### Available data:
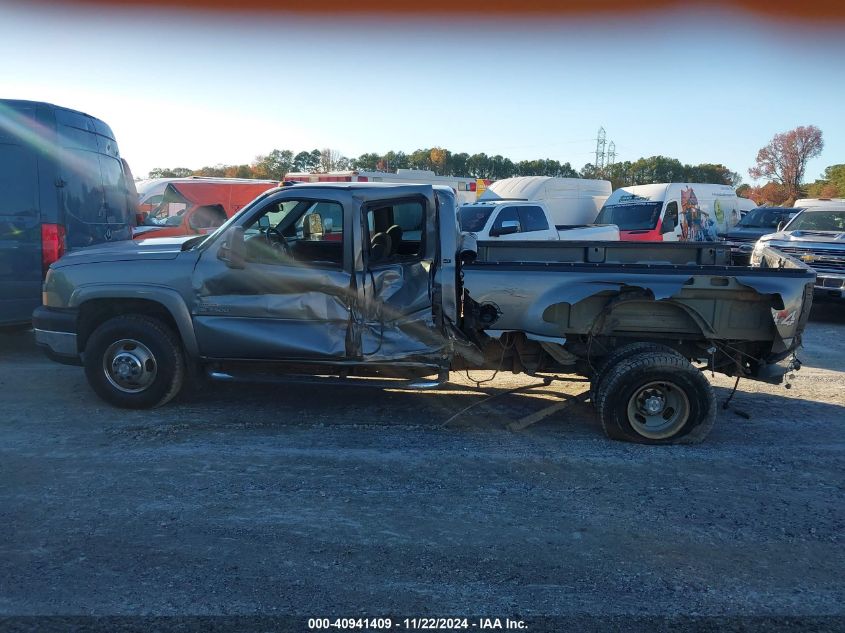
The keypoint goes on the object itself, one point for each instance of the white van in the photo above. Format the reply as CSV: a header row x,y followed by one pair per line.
x,y
671,212
834,204
570,201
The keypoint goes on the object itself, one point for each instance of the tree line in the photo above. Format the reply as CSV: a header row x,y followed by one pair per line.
x,y
782,161
444,162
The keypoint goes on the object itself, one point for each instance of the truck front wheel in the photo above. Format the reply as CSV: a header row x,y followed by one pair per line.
x,y
657,398
134,362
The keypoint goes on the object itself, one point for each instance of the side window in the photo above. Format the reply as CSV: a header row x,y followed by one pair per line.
x,y
114,188
297,232
670,217
18,182
508,214
395,233
532,219
83,190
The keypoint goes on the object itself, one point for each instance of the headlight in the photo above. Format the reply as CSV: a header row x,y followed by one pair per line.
x,y
757,253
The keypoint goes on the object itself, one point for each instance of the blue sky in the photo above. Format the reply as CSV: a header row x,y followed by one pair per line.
x,y
187,89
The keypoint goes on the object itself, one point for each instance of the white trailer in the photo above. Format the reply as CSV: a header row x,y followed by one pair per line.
x,y
570,201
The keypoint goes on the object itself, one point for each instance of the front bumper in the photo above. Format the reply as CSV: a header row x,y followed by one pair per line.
x,y
830,286
55,332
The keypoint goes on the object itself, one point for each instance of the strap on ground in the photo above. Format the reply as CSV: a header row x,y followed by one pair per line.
x,y
542,414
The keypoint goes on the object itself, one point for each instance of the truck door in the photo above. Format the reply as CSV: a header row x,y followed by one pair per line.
x,y
670,227
289,297
20,233
395,319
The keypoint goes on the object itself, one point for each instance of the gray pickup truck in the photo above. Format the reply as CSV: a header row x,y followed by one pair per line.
x,y
375,284
816,236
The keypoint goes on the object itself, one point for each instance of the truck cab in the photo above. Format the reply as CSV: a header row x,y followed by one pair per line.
x,y
524,220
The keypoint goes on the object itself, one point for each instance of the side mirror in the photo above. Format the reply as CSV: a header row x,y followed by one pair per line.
x,y
467,248
315,224
233,249
508,227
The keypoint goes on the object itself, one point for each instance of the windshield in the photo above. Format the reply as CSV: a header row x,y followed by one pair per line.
x,y
473,219
763,218
166,214
225,226
631,217
818,221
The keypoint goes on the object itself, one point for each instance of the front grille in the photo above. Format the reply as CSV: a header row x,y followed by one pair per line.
x,y
824,260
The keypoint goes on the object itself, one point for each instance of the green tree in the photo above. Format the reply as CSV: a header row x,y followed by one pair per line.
x,y
830,185
166,172
307,161
367,162
274,165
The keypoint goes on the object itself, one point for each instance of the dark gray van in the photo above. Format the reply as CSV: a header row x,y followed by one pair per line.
x,y
62,186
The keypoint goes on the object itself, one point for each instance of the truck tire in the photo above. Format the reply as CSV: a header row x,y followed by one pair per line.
x,y
605,364
134,362
657,398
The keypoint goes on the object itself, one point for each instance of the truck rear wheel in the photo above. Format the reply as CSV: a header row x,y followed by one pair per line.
x,y
657,398
134,362
606,363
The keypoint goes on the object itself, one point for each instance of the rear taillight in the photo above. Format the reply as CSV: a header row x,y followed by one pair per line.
x,y
52,244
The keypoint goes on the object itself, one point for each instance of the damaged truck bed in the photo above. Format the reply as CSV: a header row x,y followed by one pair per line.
x,y
375,284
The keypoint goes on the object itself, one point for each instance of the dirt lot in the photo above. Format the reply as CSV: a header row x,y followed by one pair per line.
x,y
311,501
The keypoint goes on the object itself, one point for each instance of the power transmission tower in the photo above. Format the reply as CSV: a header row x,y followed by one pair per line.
x,y
601,144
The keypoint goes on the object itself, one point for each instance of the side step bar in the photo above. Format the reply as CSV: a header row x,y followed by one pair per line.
x,y
415,384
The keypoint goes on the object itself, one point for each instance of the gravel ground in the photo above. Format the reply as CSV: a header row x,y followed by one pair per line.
x,y
342,502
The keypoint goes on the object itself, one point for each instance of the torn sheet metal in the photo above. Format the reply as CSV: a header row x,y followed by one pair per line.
x,y
716,301
396,321
267,312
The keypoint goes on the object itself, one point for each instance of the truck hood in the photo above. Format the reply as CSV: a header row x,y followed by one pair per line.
x,y
799,238
745,233
126,250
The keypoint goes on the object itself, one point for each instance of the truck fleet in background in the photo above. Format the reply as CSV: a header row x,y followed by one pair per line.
x,y
64,186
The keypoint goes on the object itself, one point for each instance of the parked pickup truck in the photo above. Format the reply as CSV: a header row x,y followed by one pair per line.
x,y
526,220
816,236
403,298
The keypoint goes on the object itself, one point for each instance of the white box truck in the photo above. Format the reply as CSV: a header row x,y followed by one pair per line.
x,y
672,212
539,208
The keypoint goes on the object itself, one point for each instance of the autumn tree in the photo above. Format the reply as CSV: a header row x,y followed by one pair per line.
x,y
332,160
274,165
166,172
830,185
785,158
307,161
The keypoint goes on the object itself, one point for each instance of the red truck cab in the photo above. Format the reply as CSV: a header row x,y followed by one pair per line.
x,y
196,207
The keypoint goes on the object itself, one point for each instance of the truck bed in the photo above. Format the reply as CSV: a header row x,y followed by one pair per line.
x,y
688,291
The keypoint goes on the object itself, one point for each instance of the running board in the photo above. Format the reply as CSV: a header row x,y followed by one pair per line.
x,y
351,381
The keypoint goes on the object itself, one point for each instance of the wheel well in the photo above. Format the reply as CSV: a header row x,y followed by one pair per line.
x,y
93,313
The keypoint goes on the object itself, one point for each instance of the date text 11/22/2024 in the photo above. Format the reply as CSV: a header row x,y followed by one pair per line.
x,y
426,624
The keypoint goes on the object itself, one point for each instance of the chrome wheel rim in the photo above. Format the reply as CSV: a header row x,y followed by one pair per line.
x,y
129,366
658,410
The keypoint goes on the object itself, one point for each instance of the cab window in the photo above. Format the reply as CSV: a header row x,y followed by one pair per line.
x,y
297,232
532,219
396,232
508,214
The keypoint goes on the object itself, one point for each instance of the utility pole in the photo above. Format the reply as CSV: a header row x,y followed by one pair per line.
x,y
601,144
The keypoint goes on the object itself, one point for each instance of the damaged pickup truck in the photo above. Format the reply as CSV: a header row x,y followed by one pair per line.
x,y
375,284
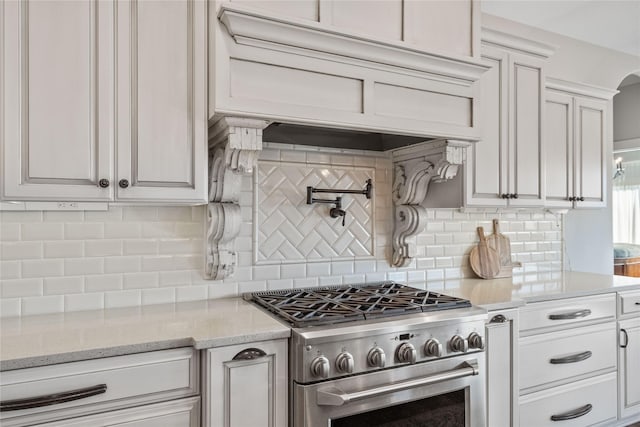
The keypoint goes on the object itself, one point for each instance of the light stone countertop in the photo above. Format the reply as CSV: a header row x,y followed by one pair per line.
x,y
64,337
511,292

### Work to be completed:
Would you output the full listing exactly as it stands, minus the images?

### Task output:
The keypoint goes on the object itself, one point for each instance of the white van in the photo above. Format the reply as CSV: a header row x,y followed by one pair per line.
x,y
671,212
834,204
570,201
The keypoint goes on the object itself, one point for each instance of the tree line in the photo above. Format the reply as CSV: a header row x,y followed by one pair per line.
x,y
782,161
444,162
The keypoint goes on the object itself, one point for each instance of the truck front wheel in the photo above. Format the reply as CSV: a header row x,y followed by one pair per line.
x,y
657,398
134,362
The keypoint goes on the object itself, one point for each instance of the side window in the photo above. Format the reply as CSV: a header row x,y followed by one pair per line.
x,y
114,188
297,232
670,217
18,182
508,214
395,233
532,219
83,190
The keypoint goes on the object itself, one point for each instance of the headlight in the photo above. Format the reply as CSV: a header row x,y followed by one pair per line.
x,y
757,253
The keypoint goes on the object itself, one point for each instance of the blue sky in the photo above. Format the reply as CSV: a header row x,y followed by one pair per line.
x,y
187,89
The keypoint goes on the object itself, one point for each instance of the white trailer in the photo above. Format the reply as CSV: a header row x,y followed by one pair per line.
x,y
570,201
The keypoint goes on the object itself, one point for each instance of the front bumper in the photo above. Format the reply as CSV: a header row x,y followed by one pair per line.
x,y
830,286
55,332
The keypoint goes on the object itself, one point for each instance of the strap on ground in the photo above. Format the reply as CSV: a header row x,y followed by one pair per line.
x,y
542,414
The keypoint goes on the object itself, one point for each instance of the truck door in the photo above. Format the reply as CSV: a header row x,y followed by one pair per line.
x,y
670,227
289,297
20,233
395,319
The keypoint goes on the object itself, one point for each instance of the gray pickup truck in the photo above. Format the reply as CSV: a header row x,y followed by one pair per line.
x,y
375,284
816,236
The keypoint goes on the object itself, one point for each instance of the truck cab in the photo above. Format the reply as CSV: a header row x,y followed by one pair per line.
x,y
524,220
The keypoint goes on the object itself, one point for each instance of the side mirror in the photo above. Format the reply as CSV: a header row x,y followed by one pair per line.
x,y
467,248
315,224
233,249
508,227
The keypoint goes on the object itself, one point for each instance of the windshield in the photo above. Format the reply as CSV: a header row x,y followed by one pair per line.
x,y
473,219
763,218
166,214
225,226
631,217
818,221
The keypoint goes on the object itself, one point for each instance of the front grille in the photo above. Format the reply as CSV: a header row x,y followed by one pair per line.
x,y
824,260
The keypoint goes on the object itself, one point for each instance of the green tree in the photo above. Format the reply as CSV: a header row x,y followed by one pair per line.
x,y
830,185
166,172
307,161
367,162
274,165
The keypoint goes on the object itself, one point for each instance of the dark gray van in the photo above. Format the reply as CSV: a header row x,y followed by one pair per line.
x,y
62,186
The keypoint goes on the object itself, one point for each instance of the truck tire in the photo above. Format the reply as CSV: a header row x,y followed by one pair per line.
x,y
605,364
134,362
657,398
The keypoint goes on the object itself, one point for each instance of the truck rear wheel in the photo above. Format the reply as CSV: a header row x,y followed by one pair per line.
x,y
657,398
134,362
606,363
The keypoint goes on the object itself, one point for each instance of the rear taillight in the photo above. Format the reply as CSV: a header row x,y followed by one pair per line.
x,y
52,244
The keypoint goes on the object itself, one point for each instance of the damaged truck bed in the photo above. Format the reply as CSV: a header row x,y followed by one pair per line.
x,y
375,284
The keypoint goes on the object itself, one point for each instance of the dirt lot in the photo above. Format the reply as CSV: a header row x,y followed by one pair per line.
x,y
311,501
The keypoint goes on the object itself, one point for each instance of the power transmission tower in the photo above. Format the reply as CSV: a header row x,y followed by one pair per line.
x,y
601,144
The keypoint goes on the object itself, one point for each instance of the side step bar in the photo above. Format the reply as CSV: a header row x,y followed by one pair per line.
x,y
415,384
The keypoint goes on the object itself, one point for each instance of the gravel ground in the photo above. Format the reply as CSV: a header row x,y followed by one pair per line.
x,y
342,502
The keypoint goes on the object itself, one point for each instance of the torn sheet metal in the photo above. Format the reply as CSV: a header row x,y followed by one pair per line.
x,y
716,301
396,321
267,312
The keypoint goes on the object itself, one point for each instance of the truck hood in the photo above. Format the reply as CSV: a header row x,y followed by one pair per line.
x,y
799,238
745,233
126,250
The keypoint goes on the object itself, one point for each instance of the truck fleet in background in the photo above. Format the reply as CSV: a header row x,y followed by one pair per line.
x,y
64,186
The keypoint goes on the object itself, one point for each instance of the parked pickup truck in the photo above. Format the reply as CSV: a header row x,y followed by one pair per line.
x,y
526,220
816,236
403,298
The keypoint goes on the object itself, one point for each instance of the white box truck in the photo above. Format the reply as CSV: a header row x,y followed by one pair per line.
x,y
672,212
539,208
The keypoint goes on the object itself, one point for each instance of the autumn tree in the photo above. Format the reply as CSV: a header row x,y followed by one pair per line.
x,y
332,160
274,165
166,172
830,185
785,158
307,161
The keypoint goes on the object itself, one point for each instance of the red truck cab in the photo above. Format the reply as CSV: a header row x,y followed by one pair per line.
x,y
196,207
The keypoint goes on the object itself, one point for each instance of the truck bed in the photo above. Format the reply as CSV: a header row x,y followed by one pair per line.
x,y
688,291
The keypoint goes on the object itself, one point for each instance of the running board in the photo above. Format the reply as CSV: a header row x,y followed by one pair per line.
x,y
351,381
The keypoint goes on the object itself, one point for each instance of the wheel well in the photo above. Format the reply as CSV: a header row x,y followed by one pair per line.
x,y
93,313
The keypoint goes on the object itself, one point for each instance of the date text 11/22/2024 in the photo above. Format the reply as CSV: a header row x,y followed by one pair per line.
x,y
426,624
The keypoint goes on the object itself, one point for each instance of the chrome wheel rim in the photo above. Format the reply as CSV: a header row x,y followed by one pair per line.
x,y
129,366
658,410
The keypoint goes on the object itself, one point for each instance of the cab window in the photo above. Format the reply as CSV: a header row x,y followed by one pair per line.
x,y
297,232
532,219
396,232
508,214
The keypoint goes on the object itself, one point for each instance of the utility pole in the photo above. Format the reply as CSV: a header row x,y followed by one pair per line.
x,y
601,144
The keypoint goes on the object itself, one point for each instance of the damaged pickup truck in the photo above. Format the reply as CSV: a header row x,y followed by one pair per line.
x,y
375,284
The keypoint goes on the object itself, one point for each instance of the light stone countertop in the photo above. Format the reply as CSV: a header row x,y followed by one pair per line.
x,y
64,337
511,292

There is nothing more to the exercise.